DevOps and Site Reliability Engineering (SRE)
As we all know, the Computer Age and the Internet Age have both profoundly impacted the world of commerce. As customer experience changes, led by internet giants, IT operations change accordingly to support new processes. Not so long ago, new product development could mostly be decoupled from operations. Of course, there were some connections, factories had to retool their machinery if changes were made. Yet the nature of physical products allowed for development operations to drift apart.
With the explosion of cyber property in the last few decades, though, the product mix has changed. Digital products represent a large and growing part of global offerings. An expectation from such a product is to be always-reliable, accessible from anywhere by anyone at any time. Recent offerings from major cloud providers advertise simplicity in supporting this notion. In reality, everything is still technically grounded (servers need to physically be somewhere). To meet market expectations development has to work closely with operations,.
For a simple example, consider a buyer-seller connection service. In the 1970s, perhaps there was a weekly publication of sellers in a relatively small geographic area. Buyers couldn’t directly compete, because the seller could only handle one caller at a time. Today, hundreds of remote buyers can compete directly and instantly, and the seller never has to negotiate with a single one if s/he doesn’t want to. For the retail equivalent (mail order catalogues), in today’s system, there might not be a human involved between the factory and the customer’s house at all.
Similar transformations abound in a plethora of industries. Cyber products are entirely new, and, because reliability and security are paramount, development simply cannot remain decoupled from operations. Moreover, simple yet powerful upgrades from development can be applied with minimal interference and downtime, so why wouldn’t operations departments cooperate with development teams to enhance the customer experience?
What is DevOps? What is SRE?

WORK INSTRUCTIONS:
Answer these questions using the DevOps and SRE excerpt:
(a) What did factories have to do if changes were made?
(b) What do recent offerings from major cloud providers advertise?
(c) In the 1970s buyer-seller example, why couldn't buyers compete directly?

[Location identification entries]
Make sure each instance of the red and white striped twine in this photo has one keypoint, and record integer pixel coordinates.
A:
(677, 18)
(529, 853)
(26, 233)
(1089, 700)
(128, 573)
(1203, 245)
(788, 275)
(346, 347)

RESPONSE FOR THIS EXERCISE:
(a) They had to retool their machinery.
(b) They advertise simplicity in supporting digital products that are always reliable and accessible from anywhere by anyone at any time.
(c) The seller could only handle one caller at a time.